#### What the task requires
Reproduce all of the rows below word for word, leaving out the pictures.

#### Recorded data
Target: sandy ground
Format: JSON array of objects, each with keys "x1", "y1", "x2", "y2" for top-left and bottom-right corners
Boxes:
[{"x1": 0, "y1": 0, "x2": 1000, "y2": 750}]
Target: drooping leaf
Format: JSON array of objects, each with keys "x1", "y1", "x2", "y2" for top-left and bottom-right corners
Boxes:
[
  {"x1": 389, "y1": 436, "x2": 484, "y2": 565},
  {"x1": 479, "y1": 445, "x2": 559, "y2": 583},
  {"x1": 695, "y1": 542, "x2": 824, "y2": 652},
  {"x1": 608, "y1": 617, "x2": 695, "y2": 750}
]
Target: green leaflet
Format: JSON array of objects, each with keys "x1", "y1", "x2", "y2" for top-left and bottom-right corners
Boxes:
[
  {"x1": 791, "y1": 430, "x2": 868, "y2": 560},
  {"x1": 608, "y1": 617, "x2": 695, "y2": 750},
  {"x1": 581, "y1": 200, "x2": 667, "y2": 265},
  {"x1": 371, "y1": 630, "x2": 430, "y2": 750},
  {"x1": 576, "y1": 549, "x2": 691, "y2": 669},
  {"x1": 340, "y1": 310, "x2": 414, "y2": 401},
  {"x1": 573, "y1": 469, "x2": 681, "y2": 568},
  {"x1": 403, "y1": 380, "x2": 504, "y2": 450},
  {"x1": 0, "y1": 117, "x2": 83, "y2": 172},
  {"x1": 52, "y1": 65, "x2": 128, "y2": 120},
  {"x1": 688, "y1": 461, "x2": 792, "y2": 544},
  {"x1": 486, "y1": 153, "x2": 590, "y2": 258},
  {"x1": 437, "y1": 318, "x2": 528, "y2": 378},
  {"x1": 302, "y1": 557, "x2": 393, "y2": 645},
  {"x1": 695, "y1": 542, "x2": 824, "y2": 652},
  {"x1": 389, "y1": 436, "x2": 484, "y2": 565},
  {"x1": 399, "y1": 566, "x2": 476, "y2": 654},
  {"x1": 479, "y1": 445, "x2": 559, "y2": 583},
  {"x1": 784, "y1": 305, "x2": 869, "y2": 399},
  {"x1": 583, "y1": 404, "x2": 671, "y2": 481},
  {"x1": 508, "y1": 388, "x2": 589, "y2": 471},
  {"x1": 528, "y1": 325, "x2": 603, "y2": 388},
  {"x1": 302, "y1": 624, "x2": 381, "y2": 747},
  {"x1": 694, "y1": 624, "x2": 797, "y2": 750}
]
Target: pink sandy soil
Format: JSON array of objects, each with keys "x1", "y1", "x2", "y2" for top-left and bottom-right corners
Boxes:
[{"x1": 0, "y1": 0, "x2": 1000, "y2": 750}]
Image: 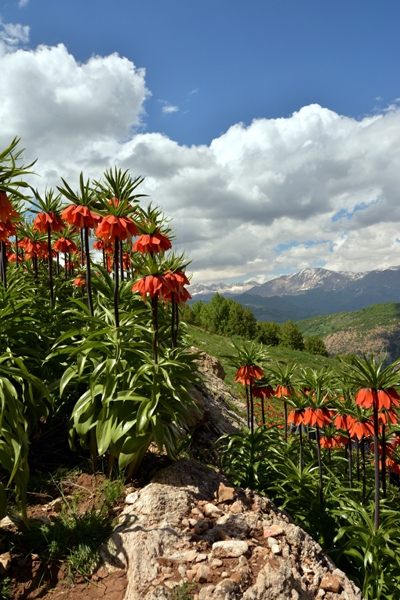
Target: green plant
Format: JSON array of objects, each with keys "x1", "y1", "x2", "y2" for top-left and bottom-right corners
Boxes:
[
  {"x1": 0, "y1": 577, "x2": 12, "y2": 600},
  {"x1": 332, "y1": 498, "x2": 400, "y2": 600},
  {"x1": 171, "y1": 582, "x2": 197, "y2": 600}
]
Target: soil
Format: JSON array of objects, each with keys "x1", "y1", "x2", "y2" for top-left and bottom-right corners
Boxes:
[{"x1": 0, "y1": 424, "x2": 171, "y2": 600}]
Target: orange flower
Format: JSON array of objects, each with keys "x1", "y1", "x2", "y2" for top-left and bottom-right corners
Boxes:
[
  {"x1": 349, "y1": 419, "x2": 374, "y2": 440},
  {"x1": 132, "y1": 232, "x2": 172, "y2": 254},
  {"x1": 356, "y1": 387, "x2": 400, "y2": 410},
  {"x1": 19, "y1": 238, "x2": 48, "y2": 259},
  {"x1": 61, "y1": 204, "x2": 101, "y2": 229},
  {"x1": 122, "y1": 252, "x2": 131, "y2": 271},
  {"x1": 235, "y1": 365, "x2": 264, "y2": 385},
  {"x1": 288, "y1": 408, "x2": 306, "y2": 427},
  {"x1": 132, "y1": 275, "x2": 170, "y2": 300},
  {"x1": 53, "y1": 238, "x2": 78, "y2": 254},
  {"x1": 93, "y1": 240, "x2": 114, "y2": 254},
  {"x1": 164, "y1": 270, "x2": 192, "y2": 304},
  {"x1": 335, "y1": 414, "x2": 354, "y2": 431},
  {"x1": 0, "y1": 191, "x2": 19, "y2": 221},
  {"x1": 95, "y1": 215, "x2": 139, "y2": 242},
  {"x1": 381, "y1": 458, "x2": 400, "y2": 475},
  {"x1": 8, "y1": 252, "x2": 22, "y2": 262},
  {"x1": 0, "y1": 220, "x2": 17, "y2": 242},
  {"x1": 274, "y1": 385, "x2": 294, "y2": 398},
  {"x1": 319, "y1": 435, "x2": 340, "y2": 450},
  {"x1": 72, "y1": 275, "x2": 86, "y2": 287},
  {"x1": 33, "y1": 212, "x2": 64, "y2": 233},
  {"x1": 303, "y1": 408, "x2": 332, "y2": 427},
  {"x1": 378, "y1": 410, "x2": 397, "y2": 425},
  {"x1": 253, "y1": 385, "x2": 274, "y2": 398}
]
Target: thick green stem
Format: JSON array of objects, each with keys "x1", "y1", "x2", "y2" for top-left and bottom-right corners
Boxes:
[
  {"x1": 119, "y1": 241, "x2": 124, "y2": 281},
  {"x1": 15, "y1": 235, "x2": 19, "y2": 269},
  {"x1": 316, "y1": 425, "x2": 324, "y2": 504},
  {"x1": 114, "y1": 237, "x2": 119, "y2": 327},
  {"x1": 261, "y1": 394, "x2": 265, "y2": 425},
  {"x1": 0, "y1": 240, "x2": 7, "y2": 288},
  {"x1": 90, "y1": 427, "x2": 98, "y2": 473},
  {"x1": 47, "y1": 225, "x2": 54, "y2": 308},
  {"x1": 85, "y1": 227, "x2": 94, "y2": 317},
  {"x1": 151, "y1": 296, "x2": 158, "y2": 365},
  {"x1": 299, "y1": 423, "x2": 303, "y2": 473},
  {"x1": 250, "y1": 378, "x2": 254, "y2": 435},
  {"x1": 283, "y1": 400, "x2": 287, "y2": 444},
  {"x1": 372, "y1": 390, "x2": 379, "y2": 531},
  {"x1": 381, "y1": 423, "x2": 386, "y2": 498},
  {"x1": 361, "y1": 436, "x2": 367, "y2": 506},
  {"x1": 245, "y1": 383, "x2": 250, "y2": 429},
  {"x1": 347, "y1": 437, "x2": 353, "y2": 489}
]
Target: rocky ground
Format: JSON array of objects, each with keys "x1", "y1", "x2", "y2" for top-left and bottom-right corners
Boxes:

#### Worked solution
Target: sandy ground
Format: JSON array of objects, each with keys "x1", "y1", "x2", "y2" for top-left and bottom-right corners
Boxes:
[{"x1": 0, "y1": 0, "x2": 1000, "y2": 750}]
Target: drooping leaf
Format: JSON array of objects, each with keys "x1", "y1", "x2", "y2" for top-left and bottom-right corners
Boxes:
[
  {"x1": 389, "y1": 436, "x2": 484, "y2": 565},
  {"x1": 479, "y1": 445, "x2": 559, "y2": 583},
  {"x1": 695, "y1": 542, "x2": 824, "y2": 652},
  {"x1": 608, "y1": 617, "x2": 695, "y2": 750}
]
Target: green leaflet
Format: JSON array of objects, each with keys "x1", "y1", "x2", "y2" for top-left and bottom-right corners
Boxes:
[
  {"x1": 791, "y1": 430, "x2": 868, "y2": 560},
  {"x1": 608, "y1": 617, "x2": 695, "y2": 750},
  {"x1": 581, "y1": 200, "x2": 667, "y2": 265},
  {"x1": 371, "y1": 630, "x2": 430, "y2": 750},
  {"x1": 576, "y1": 549, "x2": 691, "y2": 669},
  {"x1": 340, "y1": 310, "x2": 414, "y2": 401},
  {"x1": 573, "y1": 469, "x2": 681, "y2": 568},
  {"x1": 403, "y1": 380, "x2": 504, "y2": 450},
  {"x1": 0, "y1": 117, "x2": 83, "y2": 172},
  {"x1": 52, "y1": 65, "x2": 128, "y2": 120},
  {"x1": 688, "y1": 461, "x2": 792, "y2": 544},
  {"x1": 486, "y1": 153, "x2": 590, "y2": 258},
  {"x1": 437, "y1": 318, "x2": 528, "y2": 378},
  {"x1": 302, "y1": 557, "x2": 393, "y2": 645},
  {"x1": 695, "y1": 542, "x2": 824, "y2": 652},
  {"x1": 389, "y1": 436, "x2": 484, "y2": 565},
  {"x1": 399, "y1": 566, "x2": 476, "y2": 654},
  {"x1": 479, "y1": 445, "x2": 559, "y2": 583},
  {"x1": 784, "y1": 305, "x2": 869, "y2": 399},
  {"x1": 583, "y1": 404, "x2": 671, "y2": 481},
  {"x1": 508, "y1": 388, "x2": 589, "y2": 471},
  {"x1": 528, "y1": 325, "x2": 603, "y2": 388},
  {"x1": 302, "y1": 624, "x2": 381, "y2": 747},
  {"x1": 694, "y1": 624, "x2": 797, "y2": 750}
]
Target: pink sandy soil
Format: JSON array of objects, each with keys "x1", "y1", "x2", "y2" for top-left and bottom-right corners
Boxes:
[{"x1": 0, "y1": 0, "x2": 1000, "y2": 750}]
Image: 
Target: green plant
Format: JSON array of objects, each with keys "x1", "y1", "x2", "y2" for top-left and bottom-right corners
Boxes:
[
  {"x1": 0, "y1": 577, "x2": 12, "y2": 600},
  {"x1": 332, "y1": 498, "x2": 400, "y2": 600},
  {"x1": 171, "y1": 582, "x2": 197, "y2": 600}
]
Target: soil
Format: JSON array of objects, each with keys "x1", "y1", "x2", "y2" for top-left and bottom-right corners
Boxes:
[{"x1": 0, "y1": 424, "x2": 171, "y2": 600}]
Target: orange flower
Format: JSON array of objects, each with keys "x1", "y1", "x2", "y2" for top-left and bottom-right corners
Boxes:
[
  {"x1": 349, "y1": 419, "x2": 374, "y2": 440},
  {"x1": 132, "y1": 232, "x2": 172, "y2": 254},
  {"x1": 356, "y1": 387, "x2": 400, "y2": 410},
  {"x1": 19, "y1": 238, "x2": 48, "y2": 259},
  {"x1": 61, "y1": 204, "x2": 101, "y2": 229},
  {"x1": 122, "y1": 252, "x2": 131, "y2": 271},
  {"x1": 235, "y1": 365, "x2": 264, "y2": 385},
  {"x1": 288, "y1": 408, "x2": 306, "y2": 427},
  {"x1": 132, "y1": 275, "x2": 170, "y2": 300},
  {"x1": 53, "y1": 238, "x2": 78, "y2": 254},
  {"x1": 93, "y1": 240, "x2": 114, "y2": 254},
  {"x1": 164, "y1": 270, "x2": 192, "y2": 304},
  {"x1": 335, "y1": 414, "x2": 354, "y2": 431},
  {"x1": 0, "y1": 191, "x2": 19, "y2": 221},
  {"x1": 95, "y1": 215, "x2": 139, "y2": 242},
  {"x1": 381, "y1": 458, "x2": 400, "y2": 475},
  {"x1": 8, "y1": 252, "x2": 22, "y2": 262},
  {"x1": 0, "y1": 220, "x2": 17, "y2": 242},
  {"x1": 274, "y1": 385, "x2": 294, "y2": 398},
  {"x1": 319, "y1": 435, "x2": 340, "y2": 450},
  {"x1": 72, "y1": 275, "x2": 86, "y2": 287},
  {"x1": 33, "y1": 212, "x2": 64, "y2": 233},
  {"x1": 303, "y1": 408, "x2": 332, "y2": 427},
  {"x1": 378, "y1": 410, "x2": 397, "y2": 425},
  {"x1": 253, "y1": 385, "x2": 274, "y2": 398}
]
Target: thick green stem
Format: JSON array of objects, each with keys "x1", "y1", "x2", "y2" for top-left and bottom-right corners
Boxes:
[
  {"x1": 119, "y1": 241, "x2": 124, "y2": 281},
  {"x1": 15, "y1": 235, "x2": 19, "y2": 269},
  {"x1": 316, "y1": 425, "x2": 324, "y2": 504},
  {"x1": 114, "y1": 237, "x2": 119, "y2": 327},
  {"x1": 261, "y1": 394, "x2": 265, "y2": 425},
  {"x1": 0, "y1": 240, "x2": 7, "y2": 288},
  {"x1": 90, "y1": 427, "x2": 98, "y2": 473},
  {"x1": 47, "y1": 225, "x2": 54, "y2": 308},
  {"x1": 85, "y1": 227, "x2": 94, "y2": 317},
  {"x1": 151, "y1": 296, "x2": 158, "y2": 365},
  {"x1": 299, "y1": 423, "x2": 303, "y2": 473},
  {"x1": 250, "y1": 378, "x2": 254, "y2": 435},
  {"x1": 283, "y1": 400, "x2": 287, "y2": 444},
  {"x1": 372, "y1": 390, "x2": 379, "y2": 531},
  {"x1": 381, "y1": 423, "x2": 386, "y2": 498},
  {"x1": 361, "y1": 436, "x2": 367, "y2": 506},
  {"x1": 245, "y1": 383, "x2": 250, "y2": 429},
  {"x1": 347, "y1": 437, "x2": 353, "y2": 489}
]
Target: rocky ground
Format: JSON array of objects, each with keys "x1", "y1", "x2", "y2" for top-left and bottom-right corners
Boxes:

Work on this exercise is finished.